Extracted data entries
+ + + + + + +

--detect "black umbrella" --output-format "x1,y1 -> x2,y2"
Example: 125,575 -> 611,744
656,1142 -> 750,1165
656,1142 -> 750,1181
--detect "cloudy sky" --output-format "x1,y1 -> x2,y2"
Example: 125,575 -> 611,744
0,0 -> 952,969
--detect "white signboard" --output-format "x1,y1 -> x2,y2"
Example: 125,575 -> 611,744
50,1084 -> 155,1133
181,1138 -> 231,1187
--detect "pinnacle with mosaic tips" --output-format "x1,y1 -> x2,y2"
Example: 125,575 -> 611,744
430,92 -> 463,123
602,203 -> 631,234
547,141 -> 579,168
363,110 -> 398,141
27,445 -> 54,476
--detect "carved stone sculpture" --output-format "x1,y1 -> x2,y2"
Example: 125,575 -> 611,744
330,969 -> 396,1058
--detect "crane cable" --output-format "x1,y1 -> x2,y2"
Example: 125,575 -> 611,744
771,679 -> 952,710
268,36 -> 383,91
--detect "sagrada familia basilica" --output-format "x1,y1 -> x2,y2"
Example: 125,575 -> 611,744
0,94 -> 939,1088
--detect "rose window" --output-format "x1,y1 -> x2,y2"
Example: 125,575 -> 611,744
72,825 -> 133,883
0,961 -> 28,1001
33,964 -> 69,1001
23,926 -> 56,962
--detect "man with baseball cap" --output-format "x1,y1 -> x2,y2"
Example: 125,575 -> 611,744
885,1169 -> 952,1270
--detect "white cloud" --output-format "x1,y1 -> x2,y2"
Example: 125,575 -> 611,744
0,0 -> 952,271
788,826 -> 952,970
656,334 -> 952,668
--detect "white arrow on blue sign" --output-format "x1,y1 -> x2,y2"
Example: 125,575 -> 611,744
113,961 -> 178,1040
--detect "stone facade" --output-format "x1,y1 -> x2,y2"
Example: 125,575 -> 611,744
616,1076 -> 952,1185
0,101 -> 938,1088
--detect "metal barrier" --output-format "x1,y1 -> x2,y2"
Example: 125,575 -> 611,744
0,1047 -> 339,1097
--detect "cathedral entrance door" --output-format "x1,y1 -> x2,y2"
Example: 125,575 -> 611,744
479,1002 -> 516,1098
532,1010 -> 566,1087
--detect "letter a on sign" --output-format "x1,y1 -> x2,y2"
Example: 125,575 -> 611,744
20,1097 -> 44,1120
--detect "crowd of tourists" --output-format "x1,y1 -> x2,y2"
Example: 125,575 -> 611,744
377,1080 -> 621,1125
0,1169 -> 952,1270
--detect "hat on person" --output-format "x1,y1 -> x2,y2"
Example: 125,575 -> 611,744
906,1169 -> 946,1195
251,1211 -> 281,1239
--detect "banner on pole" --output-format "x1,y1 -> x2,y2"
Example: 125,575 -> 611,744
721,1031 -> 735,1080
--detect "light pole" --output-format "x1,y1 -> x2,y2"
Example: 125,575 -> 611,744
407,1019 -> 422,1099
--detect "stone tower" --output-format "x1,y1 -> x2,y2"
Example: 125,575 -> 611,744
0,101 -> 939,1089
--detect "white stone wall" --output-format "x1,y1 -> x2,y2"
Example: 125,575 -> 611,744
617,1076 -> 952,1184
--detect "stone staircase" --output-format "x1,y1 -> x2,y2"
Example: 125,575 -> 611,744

+ + + + + + +

Render the records as a Markdown table with the columns Row and Text, starting at the first line and ending at the line that contains "181,1138 -> 231,1187". Number each line in Row, and leave out any blank lines.

| Row | Text |
|---|---|
| 1 | --detect "black umbrella" --output-format "x1,y1 -> x2,y2" |
| 2 | Example: 125,575 -> 611,744 |
| 3 | 656,1142 -> 750,1165 |
| 4 | 656,1142 -> 750,1181 |
| 5 | --detect "cloudy sky" --output-format "x1,y1 -> x2,y2" |
| 6 | Example: 125,575 -> 611,744 |
| 7 | 0,0 -> 952,969 |
| 8 | --detect "white signboard" --output-format "x1,y1 -> x2,y2" |
| 9 | Example: 125,575 -> 611,744 |
| 10 | 50,1084 -> 155,1133 |
| 11 | 181,1138 -> 231,1187 |